▶ [What you need to do] Reproduce the material below line for line, with no changes.
=-=-=-=-=
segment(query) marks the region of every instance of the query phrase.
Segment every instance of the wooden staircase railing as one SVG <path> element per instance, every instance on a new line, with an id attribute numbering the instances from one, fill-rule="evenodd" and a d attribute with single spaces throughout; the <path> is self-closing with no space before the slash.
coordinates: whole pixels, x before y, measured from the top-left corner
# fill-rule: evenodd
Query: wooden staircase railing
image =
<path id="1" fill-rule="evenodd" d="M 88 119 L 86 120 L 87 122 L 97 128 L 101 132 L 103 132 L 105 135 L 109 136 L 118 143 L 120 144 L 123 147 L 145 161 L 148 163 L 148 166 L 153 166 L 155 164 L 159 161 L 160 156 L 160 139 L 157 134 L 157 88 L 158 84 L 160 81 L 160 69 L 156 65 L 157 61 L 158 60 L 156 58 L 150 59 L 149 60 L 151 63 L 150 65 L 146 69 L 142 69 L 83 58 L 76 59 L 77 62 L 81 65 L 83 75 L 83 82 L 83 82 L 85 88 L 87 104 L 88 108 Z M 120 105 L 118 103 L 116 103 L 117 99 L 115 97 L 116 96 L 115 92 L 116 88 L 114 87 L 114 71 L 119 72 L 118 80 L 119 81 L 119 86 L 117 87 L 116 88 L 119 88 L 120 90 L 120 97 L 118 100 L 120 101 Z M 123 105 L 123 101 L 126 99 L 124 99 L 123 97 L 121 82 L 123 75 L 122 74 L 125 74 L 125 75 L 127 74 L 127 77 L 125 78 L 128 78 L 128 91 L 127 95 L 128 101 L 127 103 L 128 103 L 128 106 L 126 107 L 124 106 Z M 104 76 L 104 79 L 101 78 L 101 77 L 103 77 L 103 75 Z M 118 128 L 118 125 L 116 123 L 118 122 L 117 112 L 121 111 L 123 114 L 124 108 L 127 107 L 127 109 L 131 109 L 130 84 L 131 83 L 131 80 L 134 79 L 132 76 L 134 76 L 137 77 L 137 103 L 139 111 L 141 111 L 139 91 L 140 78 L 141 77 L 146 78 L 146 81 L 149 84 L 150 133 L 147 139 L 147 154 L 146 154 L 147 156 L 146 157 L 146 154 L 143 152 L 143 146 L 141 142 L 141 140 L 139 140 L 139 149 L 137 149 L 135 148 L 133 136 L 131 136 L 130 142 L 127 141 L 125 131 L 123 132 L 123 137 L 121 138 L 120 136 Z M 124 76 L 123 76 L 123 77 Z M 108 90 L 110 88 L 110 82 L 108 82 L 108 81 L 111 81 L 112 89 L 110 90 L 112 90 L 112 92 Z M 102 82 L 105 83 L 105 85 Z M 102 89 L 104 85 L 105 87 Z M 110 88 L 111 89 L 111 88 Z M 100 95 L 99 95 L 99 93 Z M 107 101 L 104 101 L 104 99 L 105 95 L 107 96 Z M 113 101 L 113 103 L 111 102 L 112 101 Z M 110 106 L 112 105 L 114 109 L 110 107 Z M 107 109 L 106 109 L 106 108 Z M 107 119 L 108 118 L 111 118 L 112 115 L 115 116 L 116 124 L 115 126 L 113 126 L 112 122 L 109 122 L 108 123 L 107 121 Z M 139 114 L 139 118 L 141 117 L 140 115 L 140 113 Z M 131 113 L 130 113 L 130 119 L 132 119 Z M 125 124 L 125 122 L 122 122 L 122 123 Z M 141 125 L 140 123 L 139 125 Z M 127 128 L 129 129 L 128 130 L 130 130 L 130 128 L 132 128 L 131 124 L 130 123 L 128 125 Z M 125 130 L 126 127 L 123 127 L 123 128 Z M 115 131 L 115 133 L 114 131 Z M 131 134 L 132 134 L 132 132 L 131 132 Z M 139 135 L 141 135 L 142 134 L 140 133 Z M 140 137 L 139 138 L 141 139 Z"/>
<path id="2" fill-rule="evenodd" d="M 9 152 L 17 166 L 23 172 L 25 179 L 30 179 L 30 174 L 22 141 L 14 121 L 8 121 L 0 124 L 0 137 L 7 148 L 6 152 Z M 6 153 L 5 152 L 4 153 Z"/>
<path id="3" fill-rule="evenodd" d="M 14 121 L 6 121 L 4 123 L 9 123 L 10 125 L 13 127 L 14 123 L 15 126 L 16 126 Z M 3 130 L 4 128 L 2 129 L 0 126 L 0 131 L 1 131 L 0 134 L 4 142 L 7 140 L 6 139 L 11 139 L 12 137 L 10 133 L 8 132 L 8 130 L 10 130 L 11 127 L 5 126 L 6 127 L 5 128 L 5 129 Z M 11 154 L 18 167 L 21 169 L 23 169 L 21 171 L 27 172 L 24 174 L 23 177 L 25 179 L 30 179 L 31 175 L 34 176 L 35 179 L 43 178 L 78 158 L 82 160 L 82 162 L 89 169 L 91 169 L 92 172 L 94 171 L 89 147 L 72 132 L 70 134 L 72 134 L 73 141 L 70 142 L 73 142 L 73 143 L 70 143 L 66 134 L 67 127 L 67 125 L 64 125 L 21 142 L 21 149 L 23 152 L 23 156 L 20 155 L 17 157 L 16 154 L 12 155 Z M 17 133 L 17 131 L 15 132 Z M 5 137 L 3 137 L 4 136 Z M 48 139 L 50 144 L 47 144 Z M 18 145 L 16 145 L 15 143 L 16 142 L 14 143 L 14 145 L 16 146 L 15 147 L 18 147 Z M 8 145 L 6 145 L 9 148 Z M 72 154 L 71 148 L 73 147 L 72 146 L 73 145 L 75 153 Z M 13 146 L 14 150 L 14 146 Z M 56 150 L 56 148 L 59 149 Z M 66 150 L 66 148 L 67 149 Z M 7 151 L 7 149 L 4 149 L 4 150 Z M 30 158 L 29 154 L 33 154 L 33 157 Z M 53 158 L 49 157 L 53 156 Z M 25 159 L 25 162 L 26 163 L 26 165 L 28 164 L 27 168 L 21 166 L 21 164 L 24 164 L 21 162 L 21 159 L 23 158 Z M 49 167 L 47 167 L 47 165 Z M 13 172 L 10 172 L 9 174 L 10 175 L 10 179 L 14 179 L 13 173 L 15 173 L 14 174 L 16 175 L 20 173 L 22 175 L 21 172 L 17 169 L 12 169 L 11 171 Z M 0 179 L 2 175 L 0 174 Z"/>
=-=-=-=-=
▶ [Written solution]
segment(query) marks the region of every instance of the query phrase.
Segment every instance of the wooden staircase railing as one SVG <path> element per instance, every instance on a new line, with an id attribute numbering the instances from one, fill-rule="evenodd" and a d attribute with single spaces throughout; the <path> is self-closing with no space before the slash.
coordinates: whole pixels, x before y, measured from the top-left corner
# fill-rule: evenodd
Query: wooden staircase railing
image =
<path id="1" fill-rule="evenodd" d="M 88 119 L 86 120 L 87 122 L 97 128 L 101 132 L 103 132 L 105 135 L 109 136 L 118 143 L 120 144 L 123 147 L 145 161 L 148 163 L 148 166 L 153 166 L 155 164 L 159 161 L 160 156 L 160 139 L 157 134 L 157 88 L 158 84 L 160 81 L 160 69 L 156 65 L 157 61 L 158 60 L 156 58 L 150 59 L 149 60 L 151 63 L 150 65 L 146 69 L 142 69 L 83 58 L 76 59 L 77 62 L 81 65 L 83 75 L 83 82 L 83 82 L 85 88 L 87 104 L 88 108 Z M 120 105 L 118 103 L 116 103 L 117 99 L 115 97 L 116 96 L 115 92 L 116 88 L 114 87 L 114 71 L 119 72 L 118 80 L 119 81 L 119 86 L 117 87 L 116 88 L 119 88 L 120 90 L 120 97 L 118 100 L 120 101 Z M 123 105 L 123 101 L 126 99 L 124 99 L 123 97 L 121 82 L 123 75 L 122 74 L 125 74 L 125 75 L 127 74 L 127 77 L 125 78 L 128 78 L 128 91 L 127 95 L 128 101 L 127 103 L 128 103 L 128 106 L 126 107 L 124 106 Z M 104 76 L 104 79 L 101 78 L 101 77 L 103 77 L 103 75 Z M 118 128 L 118 125 L 116 123 L 118 122 L 117 112 L 121 111 L 123 114 L 124 108 L 127 107 L 127 109 L 131 109 L 130 84 L 131 83 L 131 80 L 134 79 L 132 76 L 134 76 L 137 77 L 137 103 L 139 111 L 141 111 L 139 91 L 140 78 L 141 77 L 146 78 L 146 81 L 149 84 L 150 133 L 147 139 L 147 154 L 146 154 L 147 156 L 146 157 L 146 154 L 143 152 L 143 146 L 141 142 L 141 140 L 139 140 L 139 149 L 137 149 L 135 148 L 133 136 L 131 136 L 130 142 L 127 141 L 125 131 L 123 132 L 123 137 L 121 138 L 120 136 Z M 124 76 L 123 76 L 123 77 Z M 108 90 L 110 88 L 110 82 L 108 82 L 108 81 L 111 81 L 112 89 L 110 90 L 112 90 L 112 92 Z M 102 82 L 105 83 L 105 85 Z M 102 89 L 104 85 L 105 87 Z M 110 88 L 111 89 L 111 88 Z M 100 95 L 99 95 L 99 93 Z M 107 101 L 104 101 L 104 99 L 105 95 L 107 96 Z M 113 101 L 113 103 L 111 102 L 112 101 Z M 110 106 L 112 105 L 114 109 L 110 107 Z M 107 109 L 106 109 L 106 108 Z M 107 119 L 108 118 L 111 118 L 112 115 L 115 116 L 116 124 L 115 126 L 113 126 L 112 122 L 109 122 L 108 123 L 107 121 Z M 139 114 L 139 118 L 141 117 L 140 115 L 140 113 Z M 131 113 L 130 113 L 130 119 L 132 119 Z M 125 124 L 125 122 L 122 122 L 122 123 Z M 141 125 L 140 123 L 139 125 Z M 127 128 L 129 129 L 128 130 L 130 130 L 130 128 L 132 128 L 131 124 L 130 123 L 128 125 Z M 125 130 L 126 127 L 123 127 L 123 128 Z M 115 131 L 115 133 L 114 131 Z M 131 134 L 132 134 L 132 132 L 131 132 Z M 139 135 L 141 135 L 142 134 L 140 133 Z M 140 137 L 139 138 L 141 139 Z"/>
<path id="2" fill-rule="evenodd" d="M 9 152 L 17 166 L 23 172 L 25 179 L 30 179 L 30 174 L 22 141 L 14 121 L 8 121 L 0 124 L 0 137 L 7 148 L 6 152 Z M 6 153 L 5 152 L 4 153 Z"/>
<path id="3" fill-rule="evenodd" d="M 14 121 L 6 121 L 4 123 L 9 123 L 10 125 L 13 127 L 14 123 L 15 126 L 16 126 Z M 3 130 L 4 128 L 2 129 L 0 126 L 0 131 L 1 131 L 0 134 L 4 142 L 7 140 L 6 139 L 11 139 L 12 137 L 10 133 L 8 132 L 8 130 L 10 130 L 11 127 L 5 126 L 6 127 L 5 128 L 5 129 Z M 11 154 L 18 167 L 21 169 L 23 169 L 21 171 L 27 172 L 24 174 L 23 177 L 25 179 L 30 179 L 31 175 L 34 176 L 35 179 L 43 178 L 78 158 L 82 160 L 82 162 L 89 169 L 91 169 L 92 172 L 94 171 L 89 147 L 72 132 L 70 134 L 72 134 L 73 141 L 70 142 L 73 142 L 73 143 L 70 143 L 66 134 L 67 127 L 67 125 L 64 125 L 21 142 L 21 149 L 23 152 L 23 156 L 20 155 L 17 157 L 16 154 L 12 155 Z M 17 133 L 17 131 L 15 132 Z M 5 137 L 3 137 L 4 136 Z M 48 139 L 50 144 L 47 144 Z M 18 145 L 16 145 L 15 143 L 16 142 L 14 143 L 14 145 L 16 146 L 15 147 L 18 147 Z M 8 145 L 6 145 L 9 148 Z M 72 154 L 71 148 L 73 147 L 72 146 L 73 145 L 75 153 Z M 13 146 L 14 150 L 14 146 Z M 56 150 L 56 148 L 59 149 Z M 66 150 L 66 148 L 67 149 Z M 7 151 L 7 149 L 4 149 L 4 150 Z M 30 158 L 29 154 L 33 154 L 33 157 Z M 53 158 L 49 157 L 53 156 Z M 25 159 L 25 162 L 26 163 L 26 165 L 28 164 L 27 168 L 21 166 L 21 164 L 24 164 L 21 162 L 21 159 L 23 158 Z M 49 167 L 47 167 L 47 165 Z M 13 172 L 10 172 L 9 174 L 10 175 L 10 179 L 14 179 L 13 173 L 15 173 L 14 174 L 16 175 L 20 173 L 22 175 L 21 172 L 17 169 L 12 169 L 11 171 Z M 0 179 L 2 175 L 0 174 Z"/>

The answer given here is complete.